• Texte fourni
----

Un an après la victoire de Gaius Baltar à l’élection présidentielle, un an après l’installation des premiers colons sur New Caprica et quatre mois après l’arrivée en force des cylons sur ce qui était devenu le seul refuge (et dernier espoir) des survivants humains, nous retrouvons notre série de science-fiction préférée.

Le ton de cette nouvelle saison est posé dès les premières minutes : la suite d’images surréalistes, qu’il faut décrypter petit à petit, au son d’un chant qui ressemble à une prière, nous donne à voir plusieurs situations désespérées. Anders et Tyrol préparent un attentat ; Tigh a été visiblement torturé et enfermé dans une cellule ; sa femme fait l’amour à un autre homme ; Adama est seul face à des ennemis contre lesquels il ne peut rien faire ; Kara met les couverts sur une table et enfin, Roslin tient un journal et prie.

Ces diverses images entrecoupées posent les diverses situations qui se sont établies en quatre mois d’occupation cylonne.

134ème jour d’occupation cylonne sur New Caprica - La Résistance

Ron D. Moore n’avait pas l’intention de montrer les premiers pas des cylons sur New Caprica, ni leurs routes pavées de bonnes intentions pour tromper la méfiance des humains. Il savait que le plus intéressant serait de passer directement aux choses sérieuses, aux situations dramatiques : c’est bien l’installation des cylons par la force, et le maintien d’une sécurité (toute relative) dans la peur et la répression qui sont intéressants pour Moore.

La paranoïa s’est installée, un groupe de résistants s’est formé et à leur tête se sont imposés Anders, le Chief, et Tigh, ce qui semble absolument naturel étant donné leurs personnalités. Au début de l’épisode, Sam et Tyrol font exploser plusieurs cylons à leur arrivée sur New Caprica.
Tigh, lui, a été torturé en prison. Les cylons lui ont arraché un œil, l’ancien XO d’Adama est à présent borgne...
Ron D. Moore explique dans son podcast qu’il lui fallait faire vivre une telle atrocité à Tigh. De cette façon, ce personnage devenait le symbole de tout ce que les hommes ont perdu quand les cylons sont arrivés sur New Caprica. Il est le symbole de l’énorme prix à payer.
J’ai toujours été une fan de Tigh, pour toutes les mauvaises raisons. Parce qu’il était le contraire d’Adama tout en étant son meilleur ami. Parce qu’il ne se laissait pas marcher sur les pieds par Starbuck, ni par Roslin d’ailleurs. Bien sûr, il a pris de mauvaises décisions, bien sûr, il est impossible de l’imaginer en Commandant. Mais Tigh est un excellent soldat, un militaire qui sait exactement ce qu’il est attendu de lui.
Je suis donc ravie de le voir à la tête de la Résistance sur New Caprica.
Et alors que je pensais que cette chère Ellen prenait du bon temps pendant que son mari était enfermé, elle me surprend : en réalité, elle fait ça pour libérer Saul. Et pas avec n’importe qui : avec un cylon, et en l’occurrence, avec le modèle nommé Cavil, interprété par le génialissime Dean Stockwell. C’est ce qu’on appelle faire des sacrifices. Je me demande si, dans l’éventualité d’un avenir « cylonfree » pour les humains, de sombres phallocrates voudront lui raser les cheveux...

----

• Matériel fourni

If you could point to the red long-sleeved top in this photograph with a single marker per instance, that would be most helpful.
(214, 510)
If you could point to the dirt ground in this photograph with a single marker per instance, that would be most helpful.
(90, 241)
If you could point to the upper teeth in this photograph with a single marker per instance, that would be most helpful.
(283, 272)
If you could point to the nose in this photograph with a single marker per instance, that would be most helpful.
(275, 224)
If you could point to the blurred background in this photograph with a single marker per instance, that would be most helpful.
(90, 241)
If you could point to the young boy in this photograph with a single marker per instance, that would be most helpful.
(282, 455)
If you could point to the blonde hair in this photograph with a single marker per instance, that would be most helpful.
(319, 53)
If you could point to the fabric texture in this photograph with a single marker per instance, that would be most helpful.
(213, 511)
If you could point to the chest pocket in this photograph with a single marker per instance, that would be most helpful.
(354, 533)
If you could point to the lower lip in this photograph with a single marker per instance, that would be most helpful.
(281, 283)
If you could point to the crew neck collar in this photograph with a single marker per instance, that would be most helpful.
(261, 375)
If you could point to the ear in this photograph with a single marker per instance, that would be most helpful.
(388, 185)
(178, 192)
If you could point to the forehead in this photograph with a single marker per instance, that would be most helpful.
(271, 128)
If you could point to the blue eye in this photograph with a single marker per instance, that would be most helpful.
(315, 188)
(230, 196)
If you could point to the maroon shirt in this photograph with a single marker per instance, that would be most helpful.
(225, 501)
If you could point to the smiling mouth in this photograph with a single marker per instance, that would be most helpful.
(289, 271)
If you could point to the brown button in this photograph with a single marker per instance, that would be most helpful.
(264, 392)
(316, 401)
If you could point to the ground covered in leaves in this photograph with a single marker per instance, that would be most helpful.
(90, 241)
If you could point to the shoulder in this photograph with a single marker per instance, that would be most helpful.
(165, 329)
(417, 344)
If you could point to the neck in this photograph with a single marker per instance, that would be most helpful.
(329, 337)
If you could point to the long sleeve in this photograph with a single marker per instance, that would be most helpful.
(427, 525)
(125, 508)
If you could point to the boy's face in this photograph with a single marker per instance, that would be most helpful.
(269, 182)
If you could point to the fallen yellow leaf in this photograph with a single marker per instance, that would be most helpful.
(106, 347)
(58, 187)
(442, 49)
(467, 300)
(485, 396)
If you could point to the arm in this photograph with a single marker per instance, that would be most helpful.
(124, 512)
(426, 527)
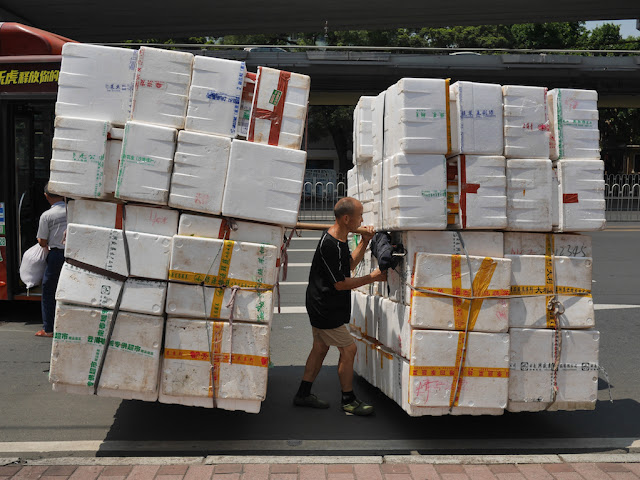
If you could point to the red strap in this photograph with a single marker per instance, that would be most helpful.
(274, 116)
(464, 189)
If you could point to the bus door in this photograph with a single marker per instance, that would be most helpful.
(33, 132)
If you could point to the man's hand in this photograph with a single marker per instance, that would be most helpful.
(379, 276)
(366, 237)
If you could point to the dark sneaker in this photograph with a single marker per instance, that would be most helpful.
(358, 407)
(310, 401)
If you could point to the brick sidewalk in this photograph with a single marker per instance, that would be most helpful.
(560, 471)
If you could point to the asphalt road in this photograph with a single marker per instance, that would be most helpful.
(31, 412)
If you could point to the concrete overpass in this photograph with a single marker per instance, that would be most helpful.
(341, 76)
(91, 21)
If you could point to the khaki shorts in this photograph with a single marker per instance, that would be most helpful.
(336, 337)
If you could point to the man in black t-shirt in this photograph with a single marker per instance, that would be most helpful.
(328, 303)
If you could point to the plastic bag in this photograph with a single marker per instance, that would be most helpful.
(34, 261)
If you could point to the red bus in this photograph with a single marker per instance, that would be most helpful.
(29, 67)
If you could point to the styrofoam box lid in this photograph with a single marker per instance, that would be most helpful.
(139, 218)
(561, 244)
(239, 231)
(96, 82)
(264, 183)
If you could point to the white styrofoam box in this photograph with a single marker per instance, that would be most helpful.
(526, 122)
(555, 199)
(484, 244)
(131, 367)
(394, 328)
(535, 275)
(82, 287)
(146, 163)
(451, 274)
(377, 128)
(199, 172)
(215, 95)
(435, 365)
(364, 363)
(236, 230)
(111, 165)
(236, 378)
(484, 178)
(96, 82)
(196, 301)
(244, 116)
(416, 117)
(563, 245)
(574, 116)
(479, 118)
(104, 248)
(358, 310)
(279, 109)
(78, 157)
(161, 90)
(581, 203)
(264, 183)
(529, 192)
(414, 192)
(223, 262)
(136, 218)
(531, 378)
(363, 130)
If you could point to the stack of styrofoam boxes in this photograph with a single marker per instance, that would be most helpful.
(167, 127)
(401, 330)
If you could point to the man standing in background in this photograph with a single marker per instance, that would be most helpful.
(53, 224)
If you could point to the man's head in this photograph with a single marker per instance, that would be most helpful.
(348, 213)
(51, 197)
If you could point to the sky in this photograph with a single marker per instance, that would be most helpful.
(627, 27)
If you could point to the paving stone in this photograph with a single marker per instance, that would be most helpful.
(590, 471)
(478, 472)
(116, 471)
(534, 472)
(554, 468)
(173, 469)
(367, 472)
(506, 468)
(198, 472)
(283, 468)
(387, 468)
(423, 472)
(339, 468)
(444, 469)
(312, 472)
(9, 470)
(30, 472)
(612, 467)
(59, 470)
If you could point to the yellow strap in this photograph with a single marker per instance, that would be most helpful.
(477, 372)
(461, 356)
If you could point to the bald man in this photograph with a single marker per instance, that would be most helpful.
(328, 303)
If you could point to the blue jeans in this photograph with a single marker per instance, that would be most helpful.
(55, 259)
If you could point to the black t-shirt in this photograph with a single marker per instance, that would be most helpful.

----

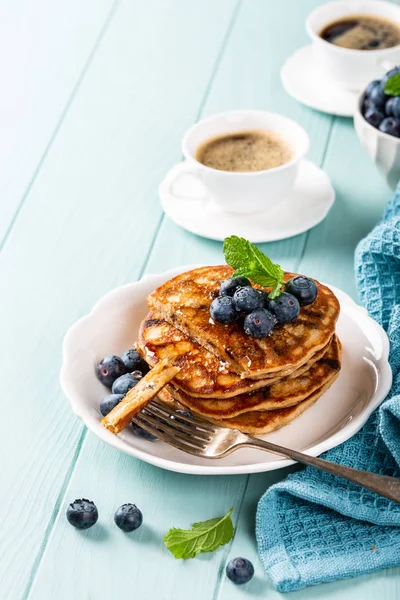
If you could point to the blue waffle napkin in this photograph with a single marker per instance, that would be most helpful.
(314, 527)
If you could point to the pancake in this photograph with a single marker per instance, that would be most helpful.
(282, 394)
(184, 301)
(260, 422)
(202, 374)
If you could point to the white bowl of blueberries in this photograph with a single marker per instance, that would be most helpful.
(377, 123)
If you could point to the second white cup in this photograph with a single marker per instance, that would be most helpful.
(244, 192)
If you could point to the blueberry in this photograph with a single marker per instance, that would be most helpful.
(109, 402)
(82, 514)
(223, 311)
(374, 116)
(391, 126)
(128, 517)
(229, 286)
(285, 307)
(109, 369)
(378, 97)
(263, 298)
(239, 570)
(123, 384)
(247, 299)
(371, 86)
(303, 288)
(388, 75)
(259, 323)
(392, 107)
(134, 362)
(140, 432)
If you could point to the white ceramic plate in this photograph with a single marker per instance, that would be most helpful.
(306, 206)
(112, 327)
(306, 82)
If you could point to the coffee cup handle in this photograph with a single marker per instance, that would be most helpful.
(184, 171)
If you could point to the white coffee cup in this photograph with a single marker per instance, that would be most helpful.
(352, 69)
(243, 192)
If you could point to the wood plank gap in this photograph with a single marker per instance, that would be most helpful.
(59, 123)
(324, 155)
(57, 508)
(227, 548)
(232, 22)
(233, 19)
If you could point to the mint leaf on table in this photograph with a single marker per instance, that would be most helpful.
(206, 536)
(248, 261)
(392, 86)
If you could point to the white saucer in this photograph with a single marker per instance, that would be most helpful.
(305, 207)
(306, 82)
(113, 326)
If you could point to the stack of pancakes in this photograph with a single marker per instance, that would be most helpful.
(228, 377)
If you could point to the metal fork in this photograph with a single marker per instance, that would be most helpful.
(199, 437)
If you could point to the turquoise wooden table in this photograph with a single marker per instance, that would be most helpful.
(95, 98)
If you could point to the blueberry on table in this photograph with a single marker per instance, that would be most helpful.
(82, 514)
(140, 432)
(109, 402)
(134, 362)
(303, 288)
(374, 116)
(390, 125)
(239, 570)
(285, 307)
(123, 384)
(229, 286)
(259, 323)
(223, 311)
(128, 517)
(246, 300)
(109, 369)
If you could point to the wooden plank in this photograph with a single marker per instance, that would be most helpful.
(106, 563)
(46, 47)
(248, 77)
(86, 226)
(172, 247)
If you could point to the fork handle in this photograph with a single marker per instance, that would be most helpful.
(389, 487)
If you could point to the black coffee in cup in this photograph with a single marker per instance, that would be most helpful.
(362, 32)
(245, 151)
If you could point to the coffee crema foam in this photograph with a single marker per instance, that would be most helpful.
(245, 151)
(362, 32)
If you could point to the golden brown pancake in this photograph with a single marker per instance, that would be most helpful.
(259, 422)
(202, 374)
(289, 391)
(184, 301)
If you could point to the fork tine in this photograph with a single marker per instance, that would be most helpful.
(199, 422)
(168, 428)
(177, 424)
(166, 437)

----

• Travail à faire
Rédigez la suite de la critique sur l'occupation cylonne de New Caprica, à partir de sa dernière phrase.

• La réponse
L’occupation cylonne est donc loin d’être pacifique, en même temps, si elle l’était, on ne l’appellerait pas « occupation ».
Les cylons oppressent les civils, instaurent des couvre-feux, mettent en place la plus absurde des idées : une force de police humaine qui travaillerait pour les cylons, en vue d’une improbable « sécurité » et « paix ». Parler de sécurité et de paix, lorsqu’on occupe un territoire par la force, peut paraître un tantinet irréaliste, voire naïf. A moins que ce ne soit une tactique des cylons pour faire faire le sale boulot aux humains à leur place et avoir une bonne excuse pour taper sur la Résistance quand les choses dégénèrent...

Baltar est devenu, aux yeux des résistants, l’ennemi à abattre, l’incarnation de tous leurs malheurs. Déjà, avant les cylons, Baltar avait réduit leurs libertés. Depuis l’occupation, Baltar est devenu l’image même du collaborateur dans toute sa lâcheté. Il ne pouvait en être autrement, Gaius restera Gaius, quelque ce soit les événements qu’il affronte. A l’abri dans Colonial One, le Président est une marionnette aux mains des cylons, qu’il méprise pourtant, à peu près tout autant qu’il est obsédé par Number Six. Et le Président est devenu la cible parfaite pour les résistants : s’ils ne peuvent réellement « tuer » de cylons, la seule façon pour eux de toucher le nerf de la guerre est d’assassiner le symbole de la tragédie de cette occupation.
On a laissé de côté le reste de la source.